• TESTO DI PARTENZA

----------------------------------------

In momenti di incertezza, l’uomo ha sempre provato a cercare rassicurazioni. Se uno dei desideri più reconditi dell’essere umano è da sempre la possibilità di prevedere quello che accadrà, un procedere molto più concreto è guardare a ciò che è già successo, e imparare da questo. «La storia può provare a rispondere perché altro non è che una collezione, un immenso catalogo di tutti i modi in cui gli esseri umani si sono comportati di fronte alle sfide del tempo».
Alla fine del secondo secolo dopo Cristo, l’Impero romano fu flagellato dalla cosiddetta peste antonina. La società, dopo l’epidemia, si ritrovò decimata dei suoi uomini. Per sopperire alla mancanza di manodopera avrebbe potuto andare a fare incetta di schiavi e procurarseli facilmente. «Invece Roma si accorse del capitale umano, una conseguenza inattesa, gli uomini erano troppo preziosi per sciuparli in schiavitù». Iniziarono allora a riaprire le frontiere, a regolarizzare gli stranieri. Così sotto Marco Aurelio ci furono le prime prove di integrazione, ponendo regole, canali e consuetudini di accoglienza, che diventeranno uno dei punti di forza dell’Impero.

----------------------------------------

• DATI FORNITI
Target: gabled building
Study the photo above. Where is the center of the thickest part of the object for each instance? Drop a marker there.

----------------------------------------

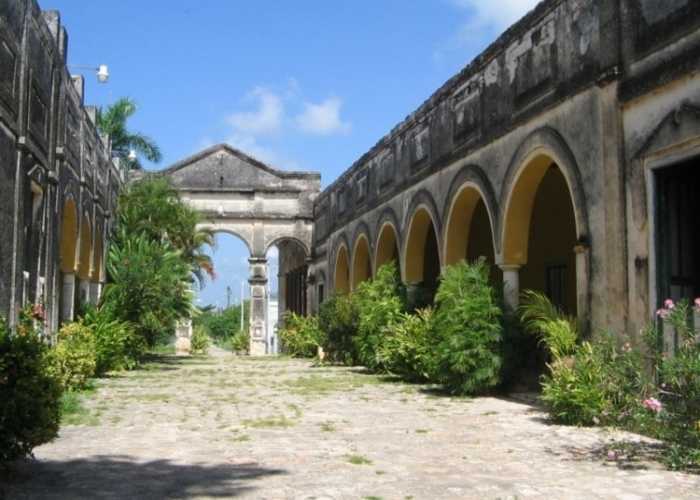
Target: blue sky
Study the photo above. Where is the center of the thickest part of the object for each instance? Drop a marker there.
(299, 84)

----------------------------------------

• COSA FARE
Secondo il testo di partenza, sotto quale imperatore ci furono le prime prove di integrazione?

• RISPOSTA AL COMPITO
Sotto Marco Aurelio.